What this task involves: Rewrite only the lines of the records from the one containing "Annotation task — mark the sky" down to the one containing "<point>142,128</point>", with "tunnel portal" changed to "tunnel mouth" and everything else left as it stands.

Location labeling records
>> START

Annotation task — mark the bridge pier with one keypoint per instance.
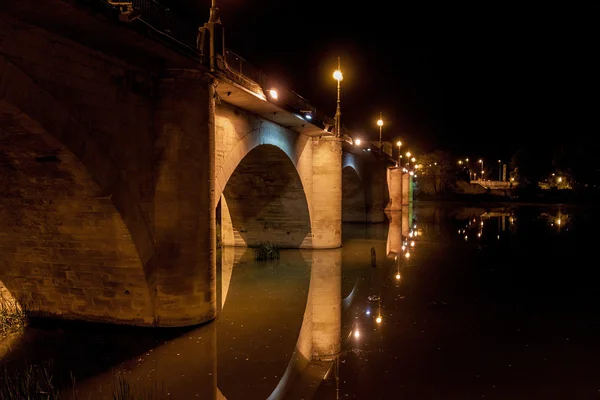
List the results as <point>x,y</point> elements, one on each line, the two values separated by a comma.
<point>326,299</point>
<point>394,179</point>
<point>183,267</point>
<point>327,193</point>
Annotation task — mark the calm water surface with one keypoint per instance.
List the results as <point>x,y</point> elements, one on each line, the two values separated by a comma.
<point>462,303</point>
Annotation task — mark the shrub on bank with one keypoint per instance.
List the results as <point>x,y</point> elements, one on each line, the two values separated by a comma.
<point>13,315</point>
<point>266,251</point>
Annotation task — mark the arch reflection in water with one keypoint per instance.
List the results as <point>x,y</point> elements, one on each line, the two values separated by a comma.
<point>400,230</point>
<point>277,317</point>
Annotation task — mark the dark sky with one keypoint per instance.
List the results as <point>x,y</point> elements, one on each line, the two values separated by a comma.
<point>476,80</point>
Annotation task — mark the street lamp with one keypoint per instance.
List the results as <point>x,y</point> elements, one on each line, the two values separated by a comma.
<point>500,170</point>
<point>380,125</point>
<point>337,75</point>
<point>481,162</point>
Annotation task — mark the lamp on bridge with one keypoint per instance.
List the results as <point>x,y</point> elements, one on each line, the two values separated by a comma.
<point>380,125</point>
<point>337,75</point>
<point>500,170</point>
<point>481,162</point>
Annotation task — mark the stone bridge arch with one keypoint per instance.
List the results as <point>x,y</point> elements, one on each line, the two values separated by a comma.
<point>72,235</point>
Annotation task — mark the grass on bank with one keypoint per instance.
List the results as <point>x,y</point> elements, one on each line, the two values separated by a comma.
<point>38,383</point>
<point>13,315</point>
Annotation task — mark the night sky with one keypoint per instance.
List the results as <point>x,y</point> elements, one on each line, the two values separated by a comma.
<point>477,81</point>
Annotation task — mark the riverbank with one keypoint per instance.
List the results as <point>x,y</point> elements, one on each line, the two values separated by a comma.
<point>517,197</point>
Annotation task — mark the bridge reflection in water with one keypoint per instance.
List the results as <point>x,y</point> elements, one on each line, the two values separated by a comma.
<point>276,318</point>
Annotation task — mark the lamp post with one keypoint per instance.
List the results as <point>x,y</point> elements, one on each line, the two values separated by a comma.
<point>337,75</point>
<point>500,170</point>
<point>481,162</point>
<point>380,124</point>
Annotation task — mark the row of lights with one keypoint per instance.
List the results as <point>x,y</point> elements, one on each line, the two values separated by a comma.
<point>338,76</point>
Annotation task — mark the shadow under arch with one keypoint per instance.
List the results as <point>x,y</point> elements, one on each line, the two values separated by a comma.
<point>264,201</point>
<point>65,245</point>
<point>354,205</point>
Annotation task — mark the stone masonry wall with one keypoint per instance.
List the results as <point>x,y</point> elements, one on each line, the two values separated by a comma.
<point>77,181</point>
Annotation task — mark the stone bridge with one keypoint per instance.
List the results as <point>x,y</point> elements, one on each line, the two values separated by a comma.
<point>122,154</point>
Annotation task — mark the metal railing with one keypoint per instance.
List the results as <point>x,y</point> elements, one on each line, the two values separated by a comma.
<point>182,32</point>
<point>164,20</point>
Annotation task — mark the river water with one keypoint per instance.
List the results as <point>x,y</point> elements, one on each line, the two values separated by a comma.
<point>456,302</point>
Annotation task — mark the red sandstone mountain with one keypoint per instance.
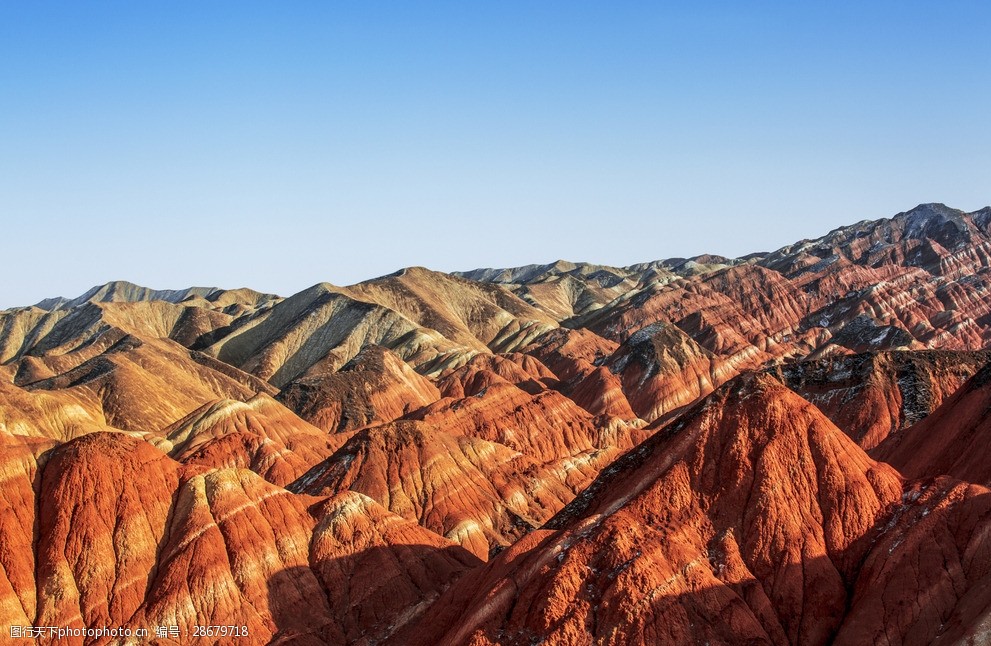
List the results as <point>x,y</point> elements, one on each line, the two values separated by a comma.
<point>334,467</point>
<point>751,520</point>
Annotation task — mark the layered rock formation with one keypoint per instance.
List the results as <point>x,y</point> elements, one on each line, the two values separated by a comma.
<point>783,448</point>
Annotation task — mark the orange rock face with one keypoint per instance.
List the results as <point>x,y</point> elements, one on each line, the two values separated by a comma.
<point>784,448</point>
<point>374,388</point>
<point>745,521</point>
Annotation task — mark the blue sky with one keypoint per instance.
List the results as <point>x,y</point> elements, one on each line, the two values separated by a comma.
<point>275,145</point>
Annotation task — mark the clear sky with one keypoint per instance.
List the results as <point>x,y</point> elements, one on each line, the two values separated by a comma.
<point>279,144</point>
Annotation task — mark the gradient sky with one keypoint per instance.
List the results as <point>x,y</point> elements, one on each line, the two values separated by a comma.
<point>276,145</point>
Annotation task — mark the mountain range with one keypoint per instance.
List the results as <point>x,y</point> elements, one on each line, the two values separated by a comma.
<point>782,448</point>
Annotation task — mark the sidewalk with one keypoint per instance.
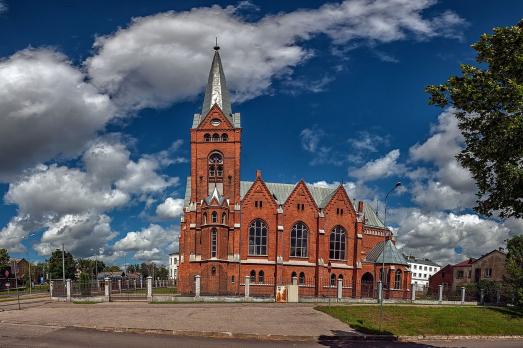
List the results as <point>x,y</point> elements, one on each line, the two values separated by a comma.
<point>268,321</point>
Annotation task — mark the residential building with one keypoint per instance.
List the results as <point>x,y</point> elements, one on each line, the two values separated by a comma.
<point>490,266</point>
<point>421,270</point>
<point>270,233</point>
<point>174,262</point>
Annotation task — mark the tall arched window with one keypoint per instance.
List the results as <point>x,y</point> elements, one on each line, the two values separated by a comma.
<point>333,279</point>
<point>301,279</point>
<point>397,280</point>
<point>257,238</point>
<point>214,242</point>
<point>215,165</point>
<point>299,238</point>
<point>337,243</point>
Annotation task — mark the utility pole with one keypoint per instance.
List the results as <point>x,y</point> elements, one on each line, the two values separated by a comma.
<point>63,264</point>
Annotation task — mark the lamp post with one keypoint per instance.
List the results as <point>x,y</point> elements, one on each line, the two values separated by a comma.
<point>383,275</point>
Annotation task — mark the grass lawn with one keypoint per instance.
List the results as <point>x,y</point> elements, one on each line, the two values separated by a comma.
<point>418,320</point>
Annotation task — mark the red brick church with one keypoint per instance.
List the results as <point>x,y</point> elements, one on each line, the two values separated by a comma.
<point>271,232</point>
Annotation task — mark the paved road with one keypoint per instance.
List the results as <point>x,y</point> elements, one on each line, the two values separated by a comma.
<point>45,336</point>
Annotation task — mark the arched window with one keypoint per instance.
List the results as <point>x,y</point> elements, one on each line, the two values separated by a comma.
<point>214,242</point>
<point>397,280</point>
<point>257,238</point>
<point>337,243</point>
<point>299,235</point>
<point>216,165</point>
<point>333,279</point>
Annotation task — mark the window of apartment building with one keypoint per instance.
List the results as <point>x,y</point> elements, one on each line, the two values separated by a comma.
<point>214,242</point>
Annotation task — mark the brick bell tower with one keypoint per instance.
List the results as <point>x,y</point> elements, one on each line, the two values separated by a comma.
<point>207,236</point>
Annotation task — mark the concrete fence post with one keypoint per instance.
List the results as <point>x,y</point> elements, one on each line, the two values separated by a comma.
<point>149,288</point>
<point>107,289</point>
<point>380,291</point>
<point>197,285</point>
<point>68,289</point>
<point>247,285</point>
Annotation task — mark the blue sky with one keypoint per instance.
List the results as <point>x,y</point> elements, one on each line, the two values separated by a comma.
<point>96,101</point>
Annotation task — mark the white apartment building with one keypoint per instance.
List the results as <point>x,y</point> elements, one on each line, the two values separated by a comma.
<point>174,261</point>
<point>422,270</point>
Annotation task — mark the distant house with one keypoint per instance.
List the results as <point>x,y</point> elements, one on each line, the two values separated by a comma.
<point>490,266</point>
<point>422,270</point>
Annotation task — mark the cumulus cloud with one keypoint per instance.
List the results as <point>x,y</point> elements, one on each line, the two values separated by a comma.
<point>382,167</point>
<point>437,234</point>
<point>151,243</point>
<point>171,208</point>
<point>145,64</point>
<point>47,110</point>
<point>450,186</point>
<point>70,202</point>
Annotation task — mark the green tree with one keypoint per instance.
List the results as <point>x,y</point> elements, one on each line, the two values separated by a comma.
<point>55,265</point>
<point>488,102</point>
<point>514,268</point>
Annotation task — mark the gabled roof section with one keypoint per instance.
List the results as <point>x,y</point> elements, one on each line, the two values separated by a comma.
<point>216,91</point>
<point>390,255</point>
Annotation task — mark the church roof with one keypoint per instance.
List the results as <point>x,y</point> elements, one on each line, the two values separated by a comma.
<point>216,91</point>
<point>281,192</point>
<point>390,255</point>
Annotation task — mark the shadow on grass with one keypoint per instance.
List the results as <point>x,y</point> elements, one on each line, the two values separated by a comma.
<point>343,339</point>
<point>513,312</point>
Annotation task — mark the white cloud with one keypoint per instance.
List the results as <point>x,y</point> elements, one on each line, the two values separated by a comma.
<point>171,208</point>
<point>69,203</point>
<point>151,243</point>
<point>379,168</point>
<point>46,110</point>
<point>451,186</point>
<point>146,64</point>
<point>435,235</point>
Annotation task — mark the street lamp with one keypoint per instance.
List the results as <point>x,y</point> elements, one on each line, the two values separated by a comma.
<point>398,184</point>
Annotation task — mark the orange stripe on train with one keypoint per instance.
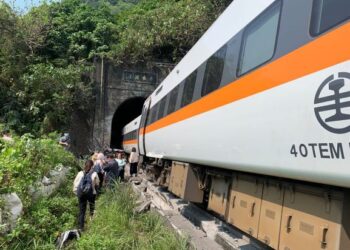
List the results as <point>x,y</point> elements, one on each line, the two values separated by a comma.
<point>330,49</point>
<point>130,142</point>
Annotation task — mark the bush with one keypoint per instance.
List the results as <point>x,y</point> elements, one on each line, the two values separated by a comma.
<point>115,226</point>
<point>23,162</point>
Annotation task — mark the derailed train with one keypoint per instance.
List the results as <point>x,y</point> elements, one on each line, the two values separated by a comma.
<point>255,121</point>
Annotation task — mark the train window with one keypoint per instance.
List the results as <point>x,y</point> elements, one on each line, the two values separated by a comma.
<point>259,39</point>
<point>213,71</point>
<point>189,89</point>
<point>172,101</point>
<point>161,108</point>
<point>327,14</point>
<point>154,113</point>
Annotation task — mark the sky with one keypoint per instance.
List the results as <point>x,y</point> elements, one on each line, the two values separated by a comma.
<point>23,5</point>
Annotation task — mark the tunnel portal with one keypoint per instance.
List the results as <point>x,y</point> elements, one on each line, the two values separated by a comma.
<point>126,112</point>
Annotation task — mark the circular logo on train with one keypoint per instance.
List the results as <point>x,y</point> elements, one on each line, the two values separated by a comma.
<point>332,103</point>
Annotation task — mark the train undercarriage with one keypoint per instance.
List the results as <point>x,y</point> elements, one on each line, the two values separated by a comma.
<point>283,214</point>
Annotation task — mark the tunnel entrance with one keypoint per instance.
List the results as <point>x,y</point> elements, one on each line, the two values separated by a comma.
<point>126,112</point>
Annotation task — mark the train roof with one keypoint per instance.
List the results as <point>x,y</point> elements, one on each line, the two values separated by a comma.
<point>131,126</point>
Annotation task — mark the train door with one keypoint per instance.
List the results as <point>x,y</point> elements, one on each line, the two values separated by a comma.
<point>142,128</point>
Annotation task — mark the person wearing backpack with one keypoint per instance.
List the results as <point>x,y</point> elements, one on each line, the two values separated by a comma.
<point>84,187</point>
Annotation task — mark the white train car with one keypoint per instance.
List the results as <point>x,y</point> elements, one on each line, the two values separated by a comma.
<point>130,135</point>
<point>261,105</point>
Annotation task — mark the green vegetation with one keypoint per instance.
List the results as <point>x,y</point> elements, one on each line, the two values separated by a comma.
<point>23,162</point>
<point>115,226</point>
<point>44,53</point>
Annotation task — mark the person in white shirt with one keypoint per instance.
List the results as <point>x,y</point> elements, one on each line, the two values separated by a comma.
<point>121,163</point>
<point>133,159</point>
<point>84,187</point>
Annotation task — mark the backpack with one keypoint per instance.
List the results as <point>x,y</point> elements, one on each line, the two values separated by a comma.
<point>85,185</point>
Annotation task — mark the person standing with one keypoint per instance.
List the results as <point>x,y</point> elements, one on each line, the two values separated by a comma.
<point>98,168</point>
<point>133,159</point>
<point>121,163</point>
<point>84,187</point>
<point>111,170</point>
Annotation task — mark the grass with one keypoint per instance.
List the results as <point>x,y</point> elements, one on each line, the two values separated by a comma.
<point>115,226</point>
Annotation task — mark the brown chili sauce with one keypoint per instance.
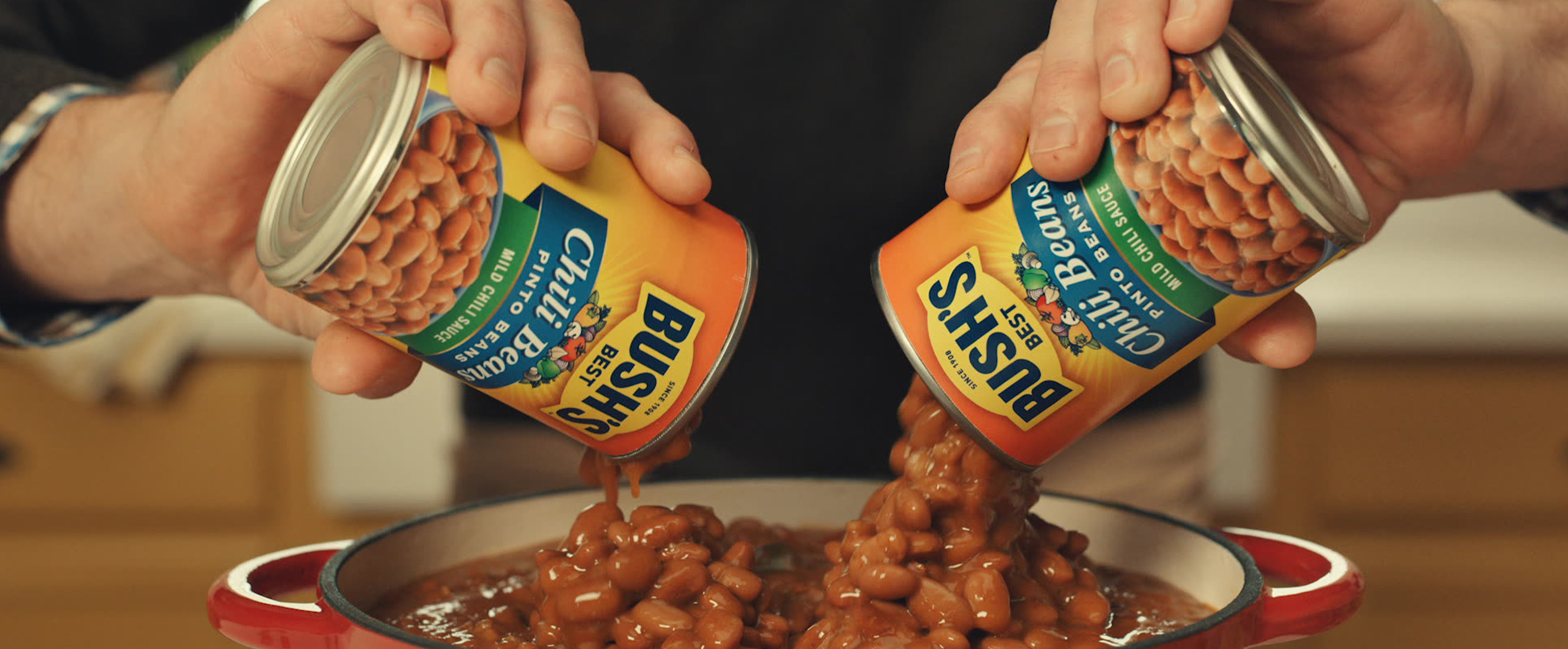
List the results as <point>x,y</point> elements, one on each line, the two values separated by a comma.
<point>944,557</point>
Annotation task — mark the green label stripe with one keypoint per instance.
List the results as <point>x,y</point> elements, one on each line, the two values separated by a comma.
<point>1140,245</point>
<point>504,262</point>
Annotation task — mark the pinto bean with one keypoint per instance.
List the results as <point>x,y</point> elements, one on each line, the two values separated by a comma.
<point>662,618</point>
<point>937,607</point>
<point>634,567</point>
<point>742,582</point>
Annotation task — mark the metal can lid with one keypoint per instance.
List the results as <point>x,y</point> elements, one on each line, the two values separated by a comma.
<point>339,162</point>
<point>1284,137</point>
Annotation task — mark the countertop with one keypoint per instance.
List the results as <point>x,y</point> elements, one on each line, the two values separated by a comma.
<point>1467,273</point>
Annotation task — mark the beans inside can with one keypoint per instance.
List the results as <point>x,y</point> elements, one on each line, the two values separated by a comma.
<point>1038,316</point>
<point>582,300</point>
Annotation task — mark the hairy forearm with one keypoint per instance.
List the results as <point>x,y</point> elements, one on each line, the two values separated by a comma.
<point>1520,57</point>
<point>67,226</point>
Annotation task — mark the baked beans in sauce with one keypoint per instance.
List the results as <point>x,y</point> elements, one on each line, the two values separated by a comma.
<point>944,557</point>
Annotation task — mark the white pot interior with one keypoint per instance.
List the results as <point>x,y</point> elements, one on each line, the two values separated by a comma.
<point>1118,537</point>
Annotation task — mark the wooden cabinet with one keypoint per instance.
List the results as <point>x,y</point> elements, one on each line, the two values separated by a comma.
<point>1444,479</point>
<point>115,518</point>
<point>195,454</point>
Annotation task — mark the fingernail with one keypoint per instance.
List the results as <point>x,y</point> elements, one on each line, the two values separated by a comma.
<point>689,154</point>
<point>965,162</point>
<point>502,74</point>
<point>1054,134</point>
<point>1117,76</point>
<point>428,16</point>
<point>569,120</point>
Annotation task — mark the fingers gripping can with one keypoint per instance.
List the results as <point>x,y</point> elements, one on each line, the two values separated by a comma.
<point>1040,314</point>
<point>582,298</point>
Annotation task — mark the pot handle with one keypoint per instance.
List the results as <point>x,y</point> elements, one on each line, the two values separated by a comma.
<point>1329,593</point>
<point>242,609</point>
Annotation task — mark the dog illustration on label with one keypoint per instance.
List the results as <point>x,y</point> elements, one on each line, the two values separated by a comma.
<point>1046,298</point>
<point>574,343</point>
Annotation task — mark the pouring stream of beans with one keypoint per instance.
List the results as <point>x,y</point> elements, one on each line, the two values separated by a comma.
<point>947,556</point>
<point>944,557</point>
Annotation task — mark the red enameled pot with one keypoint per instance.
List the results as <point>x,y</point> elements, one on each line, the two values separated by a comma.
<point>1224,567</point>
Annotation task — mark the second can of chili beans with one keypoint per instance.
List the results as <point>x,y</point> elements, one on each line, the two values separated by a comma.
<point>1040,314</point>
<point>582,300</point>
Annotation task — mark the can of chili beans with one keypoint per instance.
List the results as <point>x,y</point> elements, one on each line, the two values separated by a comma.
<point>582,300</point>
<point>1040,314</point>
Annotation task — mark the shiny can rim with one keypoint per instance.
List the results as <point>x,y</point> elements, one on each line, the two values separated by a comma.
<point>1284,137</point>
<point>339,162</point>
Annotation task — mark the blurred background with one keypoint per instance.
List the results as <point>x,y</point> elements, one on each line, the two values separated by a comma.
<point>1425,441</point>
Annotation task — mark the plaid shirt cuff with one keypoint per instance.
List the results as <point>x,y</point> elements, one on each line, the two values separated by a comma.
<point>41,324</point>
<point>1550,204</point>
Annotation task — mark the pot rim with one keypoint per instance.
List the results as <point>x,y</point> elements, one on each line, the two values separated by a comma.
<point>1252,577</point>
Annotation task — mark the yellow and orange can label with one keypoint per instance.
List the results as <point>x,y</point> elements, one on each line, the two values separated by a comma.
<point>1041,313</point>
<point>582,300</point>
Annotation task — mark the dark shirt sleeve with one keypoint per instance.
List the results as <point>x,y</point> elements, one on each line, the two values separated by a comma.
<point>52,43</point>
<point>1548,204</point>
<point>57,51</point>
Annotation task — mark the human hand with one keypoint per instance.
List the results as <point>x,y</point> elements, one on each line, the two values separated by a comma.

>> END

Solved problem:
Annotation task — mark the sky with one keypoint per instance.
List the results as <point>x,y</point> elements, one on each line, the two values separated by a comma.
<point>23,5</point>
Annotation task — mark the tunnel mouth with one keypoint per instance.
List the results as <point>x,y</point> elements, one on each line, the two values separated by a comma.
<point>126,112</point>
Annotation task — mark the circular logo on train with one keypoint per instance.
List the results as <point>x,y</point> elements, one on each line, the two values separated by a comma.
<point>332,103</point>
Annotation task — mark the train undercarriage with one keypoint per instance.
List the results as <point>x,y</point> elements, one on each line, the two values separated by a comma.
<point>283,214</point>
Annotation task — mark the tunnel entrance with one keypoint per instance.
List the results as <point>x,y</point> elements, one on each line, the two values separated by a comma.
<point>126,112</point>
Annotation task — mark the train roof with one keypoint per instance.
List the results as <point>x,y</point> elements, one on each line, the two values separated by a comma.
<point>131,126</point>
Annotation task — mark the train door with one keypoint per instance.
List the results as <point>x,y</point> elements, one on each line, the two values separated by a comma.
<point>142,128</point>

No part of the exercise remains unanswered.